▸ Task goal
State how many lines of the material below contain the word "blue". Reply with the number alone.

▸ Record extracts
#####
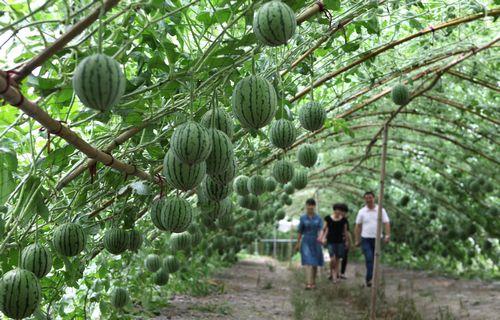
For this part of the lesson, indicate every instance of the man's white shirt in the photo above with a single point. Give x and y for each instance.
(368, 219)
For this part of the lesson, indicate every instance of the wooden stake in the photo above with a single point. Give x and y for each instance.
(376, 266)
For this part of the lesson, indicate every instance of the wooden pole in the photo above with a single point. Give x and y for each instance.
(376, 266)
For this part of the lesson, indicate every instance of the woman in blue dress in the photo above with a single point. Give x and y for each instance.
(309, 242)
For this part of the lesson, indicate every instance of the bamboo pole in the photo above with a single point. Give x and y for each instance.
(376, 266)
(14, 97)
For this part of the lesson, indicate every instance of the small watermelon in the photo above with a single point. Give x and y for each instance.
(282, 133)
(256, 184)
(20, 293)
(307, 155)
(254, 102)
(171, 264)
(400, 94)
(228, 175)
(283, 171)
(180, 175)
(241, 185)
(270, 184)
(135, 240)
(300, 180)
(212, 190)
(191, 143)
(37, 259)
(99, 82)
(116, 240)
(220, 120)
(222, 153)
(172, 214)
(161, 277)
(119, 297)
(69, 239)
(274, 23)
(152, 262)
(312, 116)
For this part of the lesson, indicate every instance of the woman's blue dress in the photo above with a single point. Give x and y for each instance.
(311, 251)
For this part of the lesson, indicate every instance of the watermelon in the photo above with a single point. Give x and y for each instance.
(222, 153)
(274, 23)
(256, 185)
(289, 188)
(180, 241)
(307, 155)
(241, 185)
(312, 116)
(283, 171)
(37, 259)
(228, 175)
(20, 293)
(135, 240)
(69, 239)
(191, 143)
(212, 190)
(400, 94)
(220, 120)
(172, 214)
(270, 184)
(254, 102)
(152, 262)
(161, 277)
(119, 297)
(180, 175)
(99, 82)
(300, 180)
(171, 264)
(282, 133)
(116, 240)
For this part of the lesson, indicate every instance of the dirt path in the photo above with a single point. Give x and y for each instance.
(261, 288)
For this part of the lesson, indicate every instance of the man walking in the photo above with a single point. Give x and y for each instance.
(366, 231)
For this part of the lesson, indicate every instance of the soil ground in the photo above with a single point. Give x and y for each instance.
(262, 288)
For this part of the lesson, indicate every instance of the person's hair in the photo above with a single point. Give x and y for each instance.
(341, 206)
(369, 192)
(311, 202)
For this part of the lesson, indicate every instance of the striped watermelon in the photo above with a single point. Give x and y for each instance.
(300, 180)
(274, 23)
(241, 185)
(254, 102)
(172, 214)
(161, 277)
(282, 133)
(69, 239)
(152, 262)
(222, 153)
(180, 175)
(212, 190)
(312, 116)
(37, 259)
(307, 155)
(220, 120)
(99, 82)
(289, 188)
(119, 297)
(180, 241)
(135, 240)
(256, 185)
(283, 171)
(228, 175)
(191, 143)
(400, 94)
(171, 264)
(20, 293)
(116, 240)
#####
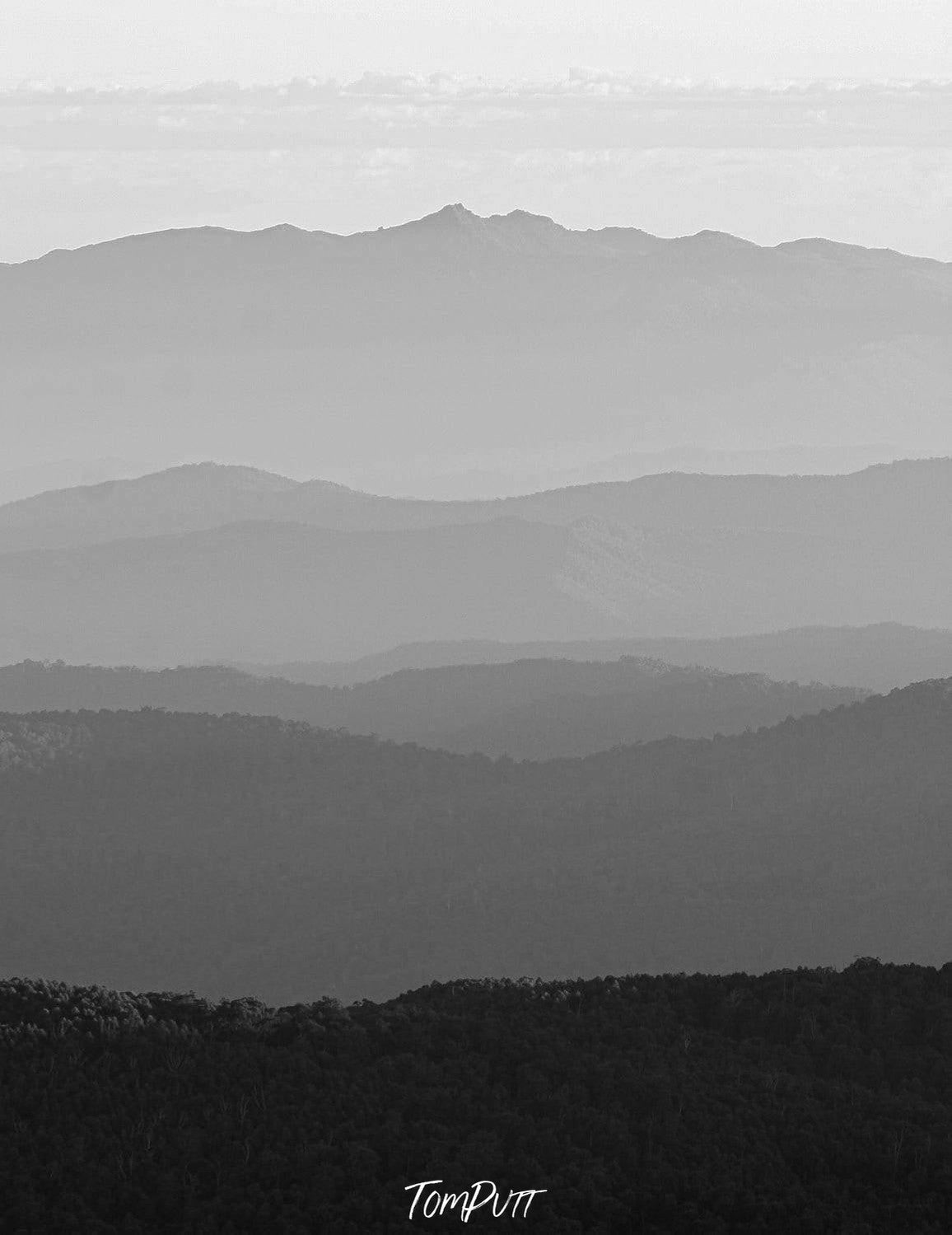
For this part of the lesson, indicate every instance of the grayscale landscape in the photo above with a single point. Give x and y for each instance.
#####
▸ The output
2